[What you are asked to do]
Word for word, print every entry below.

[Records from a dataset]
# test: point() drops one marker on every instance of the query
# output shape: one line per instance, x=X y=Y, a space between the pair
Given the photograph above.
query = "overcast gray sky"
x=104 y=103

[Output below]
# test: point() drops one marker on every instance of the query
# output shape: one line per instance, x=X y=Y, a space between the pair
Given the photograph above.
query = "overcast gray sky"
x=104 y=103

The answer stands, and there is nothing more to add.